Data records:

________________________________________

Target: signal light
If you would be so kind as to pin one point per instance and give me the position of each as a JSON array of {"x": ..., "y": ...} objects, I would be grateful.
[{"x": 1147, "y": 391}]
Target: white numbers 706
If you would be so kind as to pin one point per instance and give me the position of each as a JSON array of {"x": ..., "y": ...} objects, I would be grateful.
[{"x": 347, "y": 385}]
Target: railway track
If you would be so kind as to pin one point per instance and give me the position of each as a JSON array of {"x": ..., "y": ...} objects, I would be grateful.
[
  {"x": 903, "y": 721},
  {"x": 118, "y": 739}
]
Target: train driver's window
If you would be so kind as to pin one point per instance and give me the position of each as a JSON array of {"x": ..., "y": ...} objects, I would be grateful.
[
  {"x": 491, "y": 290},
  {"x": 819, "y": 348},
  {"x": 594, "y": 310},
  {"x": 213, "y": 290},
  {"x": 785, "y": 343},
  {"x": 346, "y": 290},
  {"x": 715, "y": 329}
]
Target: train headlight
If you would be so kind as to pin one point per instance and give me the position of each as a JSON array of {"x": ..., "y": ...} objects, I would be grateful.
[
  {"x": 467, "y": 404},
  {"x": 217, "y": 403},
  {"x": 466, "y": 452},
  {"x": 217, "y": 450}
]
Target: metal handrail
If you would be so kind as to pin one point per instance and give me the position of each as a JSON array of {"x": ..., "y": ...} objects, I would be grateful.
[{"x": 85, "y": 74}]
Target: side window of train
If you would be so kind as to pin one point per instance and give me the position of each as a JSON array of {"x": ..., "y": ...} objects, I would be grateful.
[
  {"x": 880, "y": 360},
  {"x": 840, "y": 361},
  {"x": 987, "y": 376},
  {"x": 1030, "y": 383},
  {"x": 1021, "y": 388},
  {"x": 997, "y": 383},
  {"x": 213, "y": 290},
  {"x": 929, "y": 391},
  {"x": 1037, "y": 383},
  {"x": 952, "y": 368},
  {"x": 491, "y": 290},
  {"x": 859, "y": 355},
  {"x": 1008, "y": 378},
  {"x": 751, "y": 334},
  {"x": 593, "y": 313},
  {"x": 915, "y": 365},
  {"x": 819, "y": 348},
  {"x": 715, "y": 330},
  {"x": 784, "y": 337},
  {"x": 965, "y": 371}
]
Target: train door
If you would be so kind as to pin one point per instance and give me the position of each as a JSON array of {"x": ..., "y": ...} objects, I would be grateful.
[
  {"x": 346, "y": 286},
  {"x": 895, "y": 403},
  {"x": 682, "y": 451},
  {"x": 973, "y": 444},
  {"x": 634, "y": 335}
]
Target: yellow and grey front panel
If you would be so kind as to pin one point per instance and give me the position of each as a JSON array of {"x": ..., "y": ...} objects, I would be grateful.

________________________________________

Exercise directions: Take each line of the listing above and set it down again exactly.

Answer box:
Target: signal light
If you would be so kind as to pin one point per instance and give me the position of each as a JSON array of {"x": ..., "y": ...} objects, I would be grateful.
[{"x": 1147, "y": 391}]
Target: white numbers 706
If you would be so kind as to pin one point per instance and give me the position of each as a JSON array of {"x": ..., "y": ...} objects, I would be grateful.
[{"x": 347, "y": 385}]
Target: railway track
If you would be so kind as to pin one point per instance and give me the position of each as a JSON array of {"x": ..., "y": ...} objects, I would be grateful.
[
  {"x": 903, "y": 721},
  {"x": 118, "y": 739}
]
Target: train driver's window
If you would be so kind as to pin one point per instance and give me the position of each as a JSON array of {"x": ..., "y": ...} objects, I would be grateful.
[
  {"x": 491, "y": 290},
  {"x": 819, "y": 348},
  {"x": 594, "y": 310},
  {"x": 213, "y": 290},
  {"x": 785, "y": 343},
  {"x": 346, "y": 290},
  {"x": 715, "y": 329}
]
Target: train headlight
If you would be so kind as to pin one point per instance and give me the position of each as a JSON array of {"x": ..., "y": ...} objects, I would be grateful.
[
  {"x": 467, "y": 404},
  {"x": 217, "y": 403},
  {"x": 466, "y": 452},
  {"x": 217, "y": 450}
]
Target: metal handrail
If you would be so kind as to pin one point per instance and give me the position of each as a JSON array of {"x": ..., "y": ...} objects, I would be grateful.
[{"x": 85, "y": 74}]
Target: side window of train
If you would be so kind as to pin one point per instance and give me the position of each as a JSON array of {"x": ..., "y": ...} objects, I would be grateful.
[
  {"x": 880, "y": 360},
  {"x": 840, "y": 361},
  {"x": 987, "y": 376},
  {"x": 1030, "y": 383},
  {"x": 1021, "y": 388},
  {"x": 997, "y": 383},
  {"x": 213, "y": 290},
  {"x": 929, "y": 391},
  {"x": 1037, "y": 383},
  {"x": 952, "y": 368},
  {"x": 491, "y": 290},
  {"x": 859, "y": 355},
  {"x": 1008, "y": 378},
  {"x": 751, "y": 334},
  {"x": 593, "y": 313},
  {"x": 915, "y": 365},
  {"x": 819, "y": 348},
  {"x": 715, "y": 330},
  {"x": 784, "y": 337},
  {"x": 965, "y": 371}
]
Target: train door
If you would be so kind as to pin one point per instance and give me the position of each as a JSON array of {"x": ..., "y": ...} objects, I would be grateful.
[
  {"x": 346, "y": 286},
  {"x": 895, "y": 403},
  {"x": 682, "y": 451},
  {"x": 973, "y": 444},
  {"x": 634, "y": 335}
]
Target: yellow and grey front panel
If you would be so kind as to pin one point per instance and give me the position of each as a JSON array of {"x": ..., "y": ...} objects, I would be grateful.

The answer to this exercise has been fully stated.